> **Directions for this task**
Reproduce the listing below character for character; drop every image.

(Photo object pointing records)
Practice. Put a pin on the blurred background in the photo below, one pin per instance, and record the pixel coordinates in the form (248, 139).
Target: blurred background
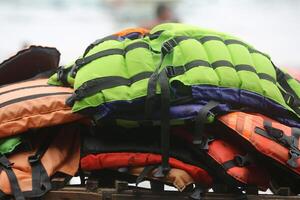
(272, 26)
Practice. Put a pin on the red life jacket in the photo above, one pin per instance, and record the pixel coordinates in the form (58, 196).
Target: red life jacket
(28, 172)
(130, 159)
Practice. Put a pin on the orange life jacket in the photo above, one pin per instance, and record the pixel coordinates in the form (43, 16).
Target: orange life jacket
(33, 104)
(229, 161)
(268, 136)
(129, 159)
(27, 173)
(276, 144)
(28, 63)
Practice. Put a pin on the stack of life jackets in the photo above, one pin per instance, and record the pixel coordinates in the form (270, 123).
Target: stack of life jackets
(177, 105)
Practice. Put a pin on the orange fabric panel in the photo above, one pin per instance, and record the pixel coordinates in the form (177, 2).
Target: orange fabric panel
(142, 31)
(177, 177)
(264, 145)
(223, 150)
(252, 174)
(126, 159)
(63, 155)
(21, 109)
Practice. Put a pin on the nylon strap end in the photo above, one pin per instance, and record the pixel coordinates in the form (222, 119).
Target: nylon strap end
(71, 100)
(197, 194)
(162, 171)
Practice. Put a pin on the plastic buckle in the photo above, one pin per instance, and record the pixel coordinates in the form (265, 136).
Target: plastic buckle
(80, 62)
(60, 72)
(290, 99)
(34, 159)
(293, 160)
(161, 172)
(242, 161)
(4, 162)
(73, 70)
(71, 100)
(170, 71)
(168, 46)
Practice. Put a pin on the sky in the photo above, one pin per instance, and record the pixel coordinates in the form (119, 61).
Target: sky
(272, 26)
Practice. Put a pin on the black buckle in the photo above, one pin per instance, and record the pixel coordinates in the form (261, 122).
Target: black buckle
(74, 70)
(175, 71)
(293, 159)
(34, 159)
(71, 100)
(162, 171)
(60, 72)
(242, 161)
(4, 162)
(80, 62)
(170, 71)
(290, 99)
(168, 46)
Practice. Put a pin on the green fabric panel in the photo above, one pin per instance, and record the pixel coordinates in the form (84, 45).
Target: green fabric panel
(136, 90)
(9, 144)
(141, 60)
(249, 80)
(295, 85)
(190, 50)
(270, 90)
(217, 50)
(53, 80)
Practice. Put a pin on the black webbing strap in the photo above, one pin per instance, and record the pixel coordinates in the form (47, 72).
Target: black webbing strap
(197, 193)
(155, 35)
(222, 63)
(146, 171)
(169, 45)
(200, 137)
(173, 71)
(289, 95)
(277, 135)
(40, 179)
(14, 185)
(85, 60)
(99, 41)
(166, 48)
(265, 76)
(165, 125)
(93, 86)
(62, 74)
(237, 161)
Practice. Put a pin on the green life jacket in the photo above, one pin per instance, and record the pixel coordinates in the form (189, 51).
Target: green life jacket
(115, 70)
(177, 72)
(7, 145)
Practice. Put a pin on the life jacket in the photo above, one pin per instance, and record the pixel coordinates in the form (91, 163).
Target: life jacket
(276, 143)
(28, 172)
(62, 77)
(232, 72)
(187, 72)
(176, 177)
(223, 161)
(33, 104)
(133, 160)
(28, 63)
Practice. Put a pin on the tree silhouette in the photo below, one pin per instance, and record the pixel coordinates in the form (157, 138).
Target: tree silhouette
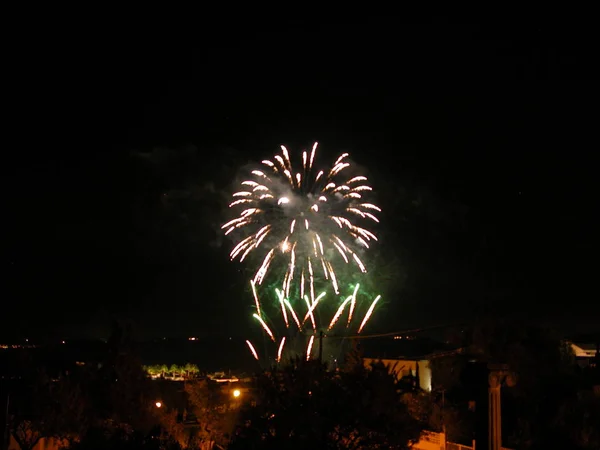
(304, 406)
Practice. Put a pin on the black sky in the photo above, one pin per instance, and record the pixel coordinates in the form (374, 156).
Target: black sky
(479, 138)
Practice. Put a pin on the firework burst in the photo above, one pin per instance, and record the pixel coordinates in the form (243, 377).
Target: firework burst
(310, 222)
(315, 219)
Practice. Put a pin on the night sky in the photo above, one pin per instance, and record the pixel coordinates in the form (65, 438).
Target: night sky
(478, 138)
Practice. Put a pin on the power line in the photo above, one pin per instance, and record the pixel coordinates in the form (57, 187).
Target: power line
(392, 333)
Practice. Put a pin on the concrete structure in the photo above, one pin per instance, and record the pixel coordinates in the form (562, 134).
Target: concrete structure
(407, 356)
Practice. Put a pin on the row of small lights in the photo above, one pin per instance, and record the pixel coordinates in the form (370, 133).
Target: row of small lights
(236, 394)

> **Expected output**
Practice. Put a pin on the blurred background in the photo below, one pin per instance, and record the pixel coordinates in the form (248, 139).
Target: blurred background
(272, 26)
Practice. Put a pin on the red life jacket in the photo above, one pin per instance, and record the pixel coordinates in the form (58, 196).
Target: red life jacket
(28, 172)
(130, 159)
Practice. Put a pin on the orange life jacket in the photo above, one pin per instance, and record the pixel coordinates in the form (43, 16).
Target: orange life jacket
(33, 104)
(229, 161)
(268, 136)
(129, 159)
(27, 173)
(276, 144)
(28, 63)
Practice. Put a pin on the stack of life jackets in the photo above, one pin per instance, and record the pixel coordinates in the form (270, 123).
Target: stack of life jackets
(177, 105)
Practice. Put a pin on the orange fabric panel in the photo above, one pin per instance, and record the pixel coordinates in the form (177, 2).
Target: orange fabric panel
(142, 31)
(177, 177)
(264, 145)
(223, 150)
(252, 174)
(126, 159)
(63, 155)
(21, 109)
Practice. Put a pin on the nylon strap end in the photo above, one pin per instance, and record the pixel coordinates in the form (222, 119).
Target: nylon strap end
(71, 100)
(197, 194)
(162, 171)
Practice. Put a pin on the plastic buckle in the photo above, one pin per instance, and record the pixel coordinates in the form (265, 136).
Target: plastic buckle
(80, 62)
(60, 72)
(290, 99)
(34, 159)
(293, 160)
(161, 172)
(242, 161)
(4, 162)
(73, 70)
(71, 100)
(170, 71)
(168, 46)
Practice. Put a pin on the sky in the photo above, one pin per instance, and record the pixel coordinates in the form (119, 61).
Target: sky
(272, 26)
Practice. Put a pin on the black buckle in the photo above, one pin per instance, and record the pixel coordinates in the form (261, 122).
Target: black buckle
(74, 70)
(175, 71)
(293, 159)
(34, 159)
(71, 100)
(162, 171)
(60, 72)
(242, 161)
(4, 162)
(80, 62)
(170, 71)
(290, 99)
(168, 46)
Practice. Put a pin on the green fabric panel in the photo above, one pin per instance, and record the pixel coordinates in the form (84, 45).
Target: green fabric panel
(136, 90)
(9, 144)
(141, 60)
(249, 80)
(295, 85)
(190, 50)
(270, 90)
(217, 50)
(53, 80)
Practice. Put a pin on the black webbing strap in the photo above, one pin per instance, and record the pixel coordinates in the form (47, 72).
Target: black webbing strap
(197, 193)
(155, 35)
(222, 63)
(146, 171)
(169, 45)
(200, 137)
(173, 71)
(289, 95)
(277, 135)
(40, 179)
(14, 185)
(85, 60)
(99, 41)
(166, 48)
(265, 76)
(165, 125)
(93, 86)
(62, 74)
(237, 161)
Practice. Put a pin on the green life jacket in the photo above, one pin per instance, and record the pixel coordinates in the form (189, 51).
Target: green life jacket
(115, 70)
(177, 72)
(7, 145)
Practice. Put a pin on the life jacket in the photo above, one pin per instance, and record the pixel coordinates in the form (91, 163).
Target: life jacket
(276, 143)
(28, 172)
(62, 77)
(232, 72)
(187, 72)
(176, 177)
(223, 161)
(33, 104)
(133, 160)
(28, 63)
Practice. Put a pin on the tree silhouette in the photo below, one pin per instance, and record the pixel coordinates in the form (157, 138).
Target: tree silhouette
(304, 406)
Practice. Put a pin on the black sky in the photo above, one pin per instance, and record the pixel coordinates in the form (374, 156).
Target: black sky
(479, 138)
Practice. Put a pin on the firework burst in the photo above, one pin per instance, and record the pixel coordinates in the form (243, 377).
Target: firework burst
(310, 222)
(315, 219)
Practice. Put a pin on the night sky in the photo above, one pin per instance, and record the pixel coordinates in the form (65, 438).
Target: night sky
(478, 138)
Practice. Put a pin on the power line in the photo above, one pin per instance, and record the pixel coordinates in the form (57, 187).
Target: power line
(392, 333)
Practice. Put a pin on the concrete structure in the photo above, one pin per instance, and record the pixel coordinates in the form (562, 134).
Target: concrete structure
(407, 356)
Practice. Put a pin on the row of small lights in the photo above, one pin per instance, and record the pixel coordinates in the form (370, 133).
Target: row of small lights
(236, 394)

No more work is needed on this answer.